Document segment –
Skip to main content

Execution Flow & State Model

This document describes how Agent Vigilo processes an evaluation run from start to completion, including execution lifecycle, retry behavior, and event publication.


Overview

At a high level, the system follows a fan-out / fan-in pattern:

  1. Run is created
  2. Executions are generated from a dataset cases
  3. Workers process executions via attempts
  4. Evaluators produce append-only results
  5. Execution aggregates are computed
  6. Run is finalized
  7. Completion event is published

Core Concepts

Run

A run represents a batch evaluation of a versioned agent target against a dataset and evaluation profile.

Execution

An execution represents one dataset case evaluated against the target system.

Attempt

An attempt represents a single worker’s effort to process an execution. Multiple attempts may exist due to retries or failures.

Evaluator Result

An append-only record representing the outcome of a single evaluator.


End-to-End Flow

1. Run Creation

A run is created with:

  • dataset
  • evaluation profile
  • aggregation policy
  • agent configuration (versioned target)

Provided data –

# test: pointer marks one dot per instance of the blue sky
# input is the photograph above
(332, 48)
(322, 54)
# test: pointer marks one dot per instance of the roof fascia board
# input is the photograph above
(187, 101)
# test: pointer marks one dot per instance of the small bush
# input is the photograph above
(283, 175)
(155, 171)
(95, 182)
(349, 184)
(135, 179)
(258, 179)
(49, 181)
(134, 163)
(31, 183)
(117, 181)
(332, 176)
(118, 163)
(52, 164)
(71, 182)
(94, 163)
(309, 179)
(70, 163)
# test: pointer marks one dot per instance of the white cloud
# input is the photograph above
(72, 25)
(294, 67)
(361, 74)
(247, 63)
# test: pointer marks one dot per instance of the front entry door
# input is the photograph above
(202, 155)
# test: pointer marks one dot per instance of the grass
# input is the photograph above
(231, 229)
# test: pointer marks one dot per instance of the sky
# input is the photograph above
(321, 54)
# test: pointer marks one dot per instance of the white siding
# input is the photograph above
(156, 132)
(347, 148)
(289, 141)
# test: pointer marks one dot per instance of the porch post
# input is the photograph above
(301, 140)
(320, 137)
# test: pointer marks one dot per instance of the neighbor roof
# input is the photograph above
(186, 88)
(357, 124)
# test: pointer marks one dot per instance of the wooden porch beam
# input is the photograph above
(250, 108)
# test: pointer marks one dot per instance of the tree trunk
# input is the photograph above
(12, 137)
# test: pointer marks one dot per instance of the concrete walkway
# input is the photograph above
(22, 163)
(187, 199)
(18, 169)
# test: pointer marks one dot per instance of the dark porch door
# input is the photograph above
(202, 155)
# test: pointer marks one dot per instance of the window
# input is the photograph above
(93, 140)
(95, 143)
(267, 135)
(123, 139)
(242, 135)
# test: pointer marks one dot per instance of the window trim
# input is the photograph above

Objective A – Using the execution flow document above, decide whether each statement agrees with it: (i) An attempt is one worker's effort to process an execution. (ii) Evaluator results can be overwritten after they are recorded. (iii) The completion event is published before the run is finalized. Answer yes or no for each and quote the words that decide it.
Objective B – Extend the Agent Vigilo execution flow document past its last line.

Task answer A –
(i) Yes: "An attempt represents a single worker’s effort to process an execution."
(ii) No: "An append-only record representing the outcome of a single evaluator."
(iii) No: "6. Run is finalized" comes before "7. Completion event is published".

Task answer B –
Reference formats:

run.status = pending
run.gate_status = unknown

Executions are then generated:

execution.status = pending

2. Execution Dispatch

Workers claim executions:

execution.status = running
execution_attempt.status = running

Each attempt is associated with:

  • a worker
  • a lease (for failure detection)
  • an attempt number

3. Agent Invocation

The worker invokes the configured agent target:

  • may be a single model call
  • may be a multi-step workflow
  • is invoked through the run profile agent.http endpoint

The worker sends run/attempt ids, the agent identity, the case input, and non-oracle case metadata. The response is mapped into the evaluator actual envelope before evaluators run.

If the agent call fails:

attempt.status = failed_agent_call
execution.status = retry_scheduled (if retryable)

4. Evaluation Phase

After a successful agent response:

  • evaluators are executed
  • results are appended to evaluator_results

Each evaluator produces:

  • status (passed / failed / error / skipped)
  • severity
  • normalized score
  • evidence

If evaluation fails:

attempt.status = failed_evaluation
execution.status = retry_scheduled (if retryable)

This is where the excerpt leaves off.